### Set exercise
Begin at the line that contains "locate: wilted orange" and copy every line through the end of the material, shifting each coordinate in the results by adding 136 to it and leaving all other numbers unchanged. Omit the pictures.

──────── Given information ────────

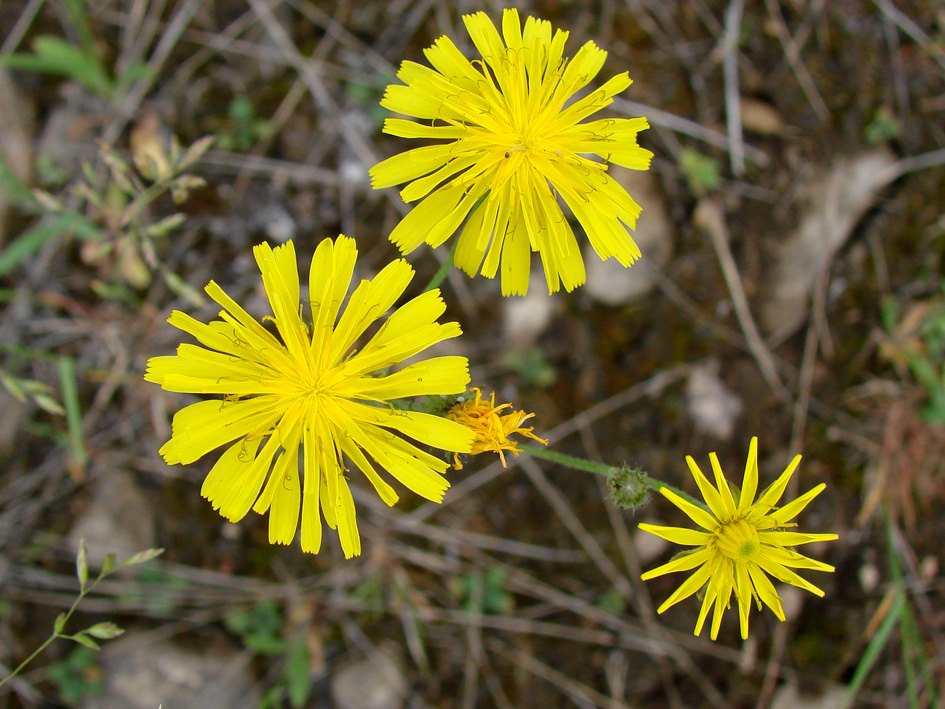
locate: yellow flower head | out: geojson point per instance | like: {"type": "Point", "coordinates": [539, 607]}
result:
{"type": "Point", "coordinates": [491, 429]}
{"type": "Point", "coordinates": [512, 141]}
{"type": "Point", "coordinates": [740, 544]}
{"type": "Point", "coordinates": [293, 386]}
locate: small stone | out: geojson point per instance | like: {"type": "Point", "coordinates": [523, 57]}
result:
{"type": "Point", "coordinates": [612, 284]}
{"type": "Point", "coordinates": [375, 682]}
{"type": "Point", "coordinates": [525, 318]}
{"type": "Point", "coordinates": [118, 521]}
{"type": "Point", "coordinates": [145, 676]}
{"type": "Point", "coordinates": [869, 577]}
{"type": "Point", "coordinates": [836, 203]}
{"type": "Point", "coordinates": [789, 696]}
{"type": "Point", "coordinates": [649, 546]}
{"type": "Point", "coordinates": [792, 601]}
{"type": "Point", "coordinates": [713, 408]}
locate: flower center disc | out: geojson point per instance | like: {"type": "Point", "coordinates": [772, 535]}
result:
{"type": "Point", "coordinates": [738, 540]}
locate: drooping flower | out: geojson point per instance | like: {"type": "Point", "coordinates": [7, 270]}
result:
{"type": "Point", "coordinates": [740, 543]}
{"type": "Point", "coordinates": [305, 387]}
{"type": "Point", "coordinates": [491, 428]}
{"type": "Point", "coordinates": [512, 142]}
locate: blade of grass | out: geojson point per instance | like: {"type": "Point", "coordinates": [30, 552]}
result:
{"type": "Point", "coordinates": [32, 240]}
{"type": "Point", "coordinates": [912, 649]}
{"type": "Point", "coordinates": [70, 399]}
{"type": "Point", "coordinates": [16, 190]}
{"type": "Point", "coordinates": [875, 647]}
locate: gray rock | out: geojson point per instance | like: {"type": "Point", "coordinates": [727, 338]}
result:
{"type": "Point", "coordinates": [119, 520]}
{"type": "Point", "coordinates": [612, 284]}
{"type": "Point", "coordinates": [146, 676]}
{"type": "Point", "coordinates": [375, 682]}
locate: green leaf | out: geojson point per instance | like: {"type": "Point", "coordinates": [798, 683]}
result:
{"type": "Point", "coordinates": [298, 672]}
{"type": "Point", "coordinates": [108, 565]}
{"type": "Point", "coordinates": [78, 457]}
{"type": "Point", "coordinates": [83, 639]}
{"type": "Point", "coordinates": [17, 190]}
{"type": "Point", "coordinates": [166, 225]}
{"type": "Point", "coordinates": [82, 565]}
{"type": "Point", "coordinates": [54, 55]}
{"type": "Point", "coordinates": [701, 171]}
{"type": "Point", "coordinates": [104, 631]}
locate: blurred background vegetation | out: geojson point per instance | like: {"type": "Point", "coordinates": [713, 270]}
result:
{"type": "Point", "coordinates": [792, 288]}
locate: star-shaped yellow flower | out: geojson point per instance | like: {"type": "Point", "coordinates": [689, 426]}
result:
{"type": "Point", "coordinates": [740, 543]}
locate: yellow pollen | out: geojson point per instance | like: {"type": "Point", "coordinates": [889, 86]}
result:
{"type": "Point", "coordinates": [738, 540]}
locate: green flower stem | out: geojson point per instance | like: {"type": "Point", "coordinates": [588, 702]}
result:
{"type": "Point", "coordinates": [589, 466]}
{"type": "Point", "coordinates": [444, 269]}
{"type": "Point", "coordinates": [55, 634]}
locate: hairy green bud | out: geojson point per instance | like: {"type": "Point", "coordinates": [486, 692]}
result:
{"type": "Point", "coordinates": [628, 488]}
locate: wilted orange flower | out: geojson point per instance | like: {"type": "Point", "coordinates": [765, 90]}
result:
{"type": "Point", "coordinates": [492, 429]}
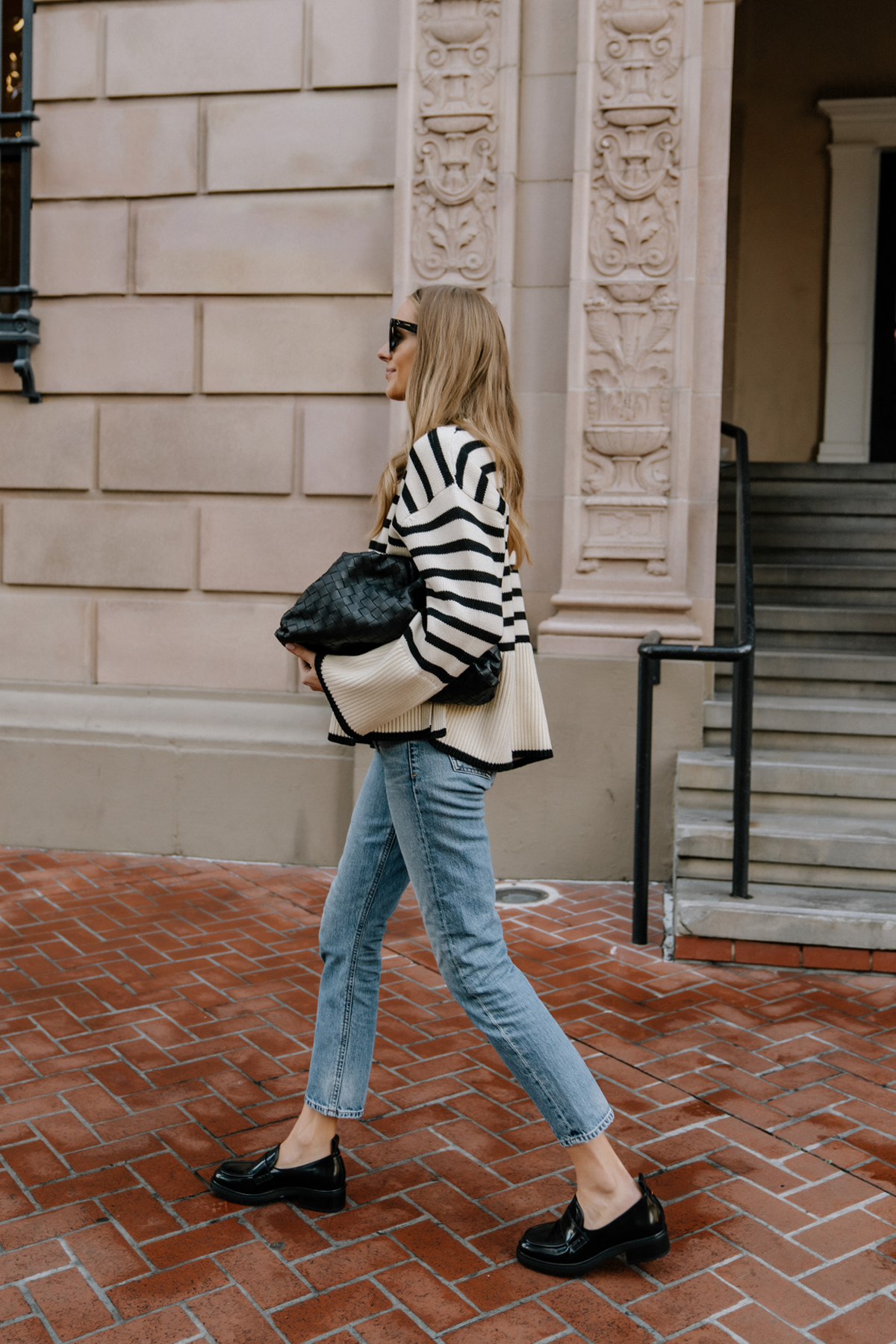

────────

### Answer for the task
locate: wilted orange flower | out: geojson point per instance | like: {"type": "Point", "coordinates": [765, 90]}
result:
{"type": "Point", "coordinates": [628, 565]}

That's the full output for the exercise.